### Recorded information

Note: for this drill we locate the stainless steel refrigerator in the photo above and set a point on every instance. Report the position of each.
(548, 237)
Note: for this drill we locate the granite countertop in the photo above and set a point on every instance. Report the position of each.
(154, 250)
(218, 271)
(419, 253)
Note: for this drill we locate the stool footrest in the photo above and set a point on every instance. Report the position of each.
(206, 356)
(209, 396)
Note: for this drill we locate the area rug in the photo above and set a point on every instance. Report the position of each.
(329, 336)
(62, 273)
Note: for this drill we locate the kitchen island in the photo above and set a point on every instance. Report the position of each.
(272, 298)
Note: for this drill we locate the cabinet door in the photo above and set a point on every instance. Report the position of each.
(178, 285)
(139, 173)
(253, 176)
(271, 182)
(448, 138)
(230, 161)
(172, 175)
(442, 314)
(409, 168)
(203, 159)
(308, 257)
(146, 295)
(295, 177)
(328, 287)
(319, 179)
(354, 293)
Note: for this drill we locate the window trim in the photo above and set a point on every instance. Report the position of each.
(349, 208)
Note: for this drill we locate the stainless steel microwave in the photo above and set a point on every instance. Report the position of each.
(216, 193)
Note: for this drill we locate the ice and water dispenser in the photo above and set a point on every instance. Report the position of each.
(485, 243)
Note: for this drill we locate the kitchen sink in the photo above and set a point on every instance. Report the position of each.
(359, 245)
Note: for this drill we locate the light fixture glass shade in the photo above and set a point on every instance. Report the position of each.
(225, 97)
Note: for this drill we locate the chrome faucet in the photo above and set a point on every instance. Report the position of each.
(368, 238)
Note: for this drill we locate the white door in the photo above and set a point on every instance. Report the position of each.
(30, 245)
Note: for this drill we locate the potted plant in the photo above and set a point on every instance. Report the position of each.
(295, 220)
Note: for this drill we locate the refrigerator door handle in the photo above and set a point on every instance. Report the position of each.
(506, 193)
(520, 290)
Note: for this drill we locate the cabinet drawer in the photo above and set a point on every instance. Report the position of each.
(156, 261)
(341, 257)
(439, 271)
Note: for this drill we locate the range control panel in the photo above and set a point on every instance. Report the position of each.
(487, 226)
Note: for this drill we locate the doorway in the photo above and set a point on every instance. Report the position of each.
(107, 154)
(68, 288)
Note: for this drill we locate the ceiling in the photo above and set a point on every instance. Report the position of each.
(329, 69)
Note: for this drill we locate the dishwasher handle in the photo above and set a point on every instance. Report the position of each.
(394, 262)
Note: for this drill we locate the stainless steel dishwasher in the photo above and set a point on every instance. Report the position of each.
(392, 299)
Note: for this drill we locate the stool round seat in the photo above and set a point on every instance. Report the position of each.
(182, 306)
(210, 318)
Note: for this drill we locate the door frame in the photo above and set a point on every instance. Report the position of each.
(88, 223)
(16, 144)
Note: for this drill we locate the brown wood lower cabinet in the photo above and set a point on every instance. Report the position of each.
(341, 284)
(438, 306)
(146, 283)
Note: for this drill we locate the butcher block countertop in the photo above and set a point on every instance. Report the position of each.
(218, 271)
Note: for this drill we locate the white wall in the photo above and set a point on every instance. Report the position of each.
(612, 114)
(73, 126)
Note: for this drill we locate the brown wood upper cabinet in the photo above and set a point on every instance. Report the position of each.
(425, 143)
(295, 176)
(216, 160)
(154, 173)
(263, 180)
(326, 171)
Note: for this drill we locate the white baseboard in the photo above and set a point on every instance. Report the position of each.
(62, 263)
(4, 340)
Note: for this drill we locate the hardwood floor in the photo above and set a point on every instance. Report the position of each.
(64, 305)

### Task statement
Everything in the listing above should be repeated exactly.

### Answer to the exercise
Note: for this drill we locate the stainless steel refrigerator in the photo above and set a point on every instance. Report the position of each.
(548, 237)
Note: for this drill we locate the granite countertop in the photo above and set a point on every instance. Report the position of each.
(154, 250)
(218, 271)
(419, 253)
Note: for this drill we locate the stool footrest in the photo above and set a point on every instance. Report the position of each.
(206, 356)
(209, 396)
Note: for this drill we locate the area rug in the photo above and set a point on every instance. Report the position of each.
(329, 336)
(62, 273)
Note: for this drill we locate the kitchen island in the photo above and set a point on every instance. Report the position of each.
(272, 298)
Note: for this drill we locate the cabinet door in the photo above and set a point on every instance. Report the position of each.
(178, 285)
(139, 173)
(253, 176)
(271, 182)
(448, 138)
(230, 161)
(172, 175)
(442, 314)
(409, 168)
(203, 159)
(308, 257)
(146, 295)
(295, 177)
(328, 287)
(319, 179)
(354, 293)
Note: for this drill we locate the window trim in the photo above and set a point on every instance. Report the position of each.
(349, 208)
Note: for this drill we locate the stainless steel microwave in the photo above and set a point on every instance. Report the position of each.
(216, 193)
Note: for this drill we locate the ice and water dispenser in the photo above and set a point on every instance. Report the position of each.
(485, 243)
Note: for this drill we locate the kitchen sink in the photo above and set a point on every instance. Report the position of each.
(359, 245)
Note: for this drill we locate the light fixture glass shade in the photo above and set a point on every instance. Report the position of each.
(225, 97)
Note: for this drill we locate the chrome faucet in the photo above and set a point on every instance. Report the position of each.
(368, 238)
Note: for this drill we locate the white door in the photo above and set a point on every instance. Report the position of each.
(30, 245)
Note: for this drill we locate the potted plant in the photo above and set a point on every instance. Report the position of each.
(295, 220)
Note: for this drill we locate the refrigerator door handle in the photo above and set a point on every instance. Report the position of each.
(506, 193)
(520, 290)
Note: for this drill we locate the cabinet drawer in the photo above and set a point on every instance. Report the position of each.
(156, 261)
(341, 257)
(439, 271)
Note: for this drill we locate the range control panel in the photo above and set a point on every instance. Report the position of each.
(487, 226)
Note: for this drill we locate the doorway in the photo above and set a point on every instance. Report the position of each.
(107, 154)
(68, 288)
Note: for this drill we locate the ceiling in the photo above and set a point on every instance. Report the position of each.
(329, 69)
Note: for this drill we locate the dishwasher handle in the photo above and set a point on every instance. Report the position of each.
(394, 262)
Note: for this drill we locate the stainless steel dishwasher in the photo above and set a point on every instance. Report the position of each.
(392, 299)
Note: for this drill we locate the stool round seat in the photo above and set a point on every instance. Report the position of each.
(182, 306)
(210, 318)
Note: for this drill we locate the door frame in the photo above and set a point on every instance. Report the position of each.
(88, 223)
(16, 144)
Note: for this drill we locate the brown wood lower cabinet in the photo above and set a point on every instance. Report the position of each.
(341, 284)
(438, 306)
(146, 283)
Note: for this drill we locate the butcher block countertop in the photo above and set a point on every instance. Report the position of each.
(218, 271)
Note: for this drill we locate the white wall in the photo above and set a point on every instance. Report the position of each.
(612, 114)
(73, 126)
Note: for this drill we locate the brown wood upper cabinet in the photo above and set a point on every instance. Report the position of each.
(425, 143)
(295, 176)
(216, 160)
(154, 173)
(263, 180)
(326, 171)
Note: for this drill we locate the white baseboard in the photo above and set a point on every instance. Report the position of each.
(62, 263)
(4, 340)
Note: for this drill we locate the hardwood floor in the photo above and set a point on every instance. Report the position of each.
(64, 305)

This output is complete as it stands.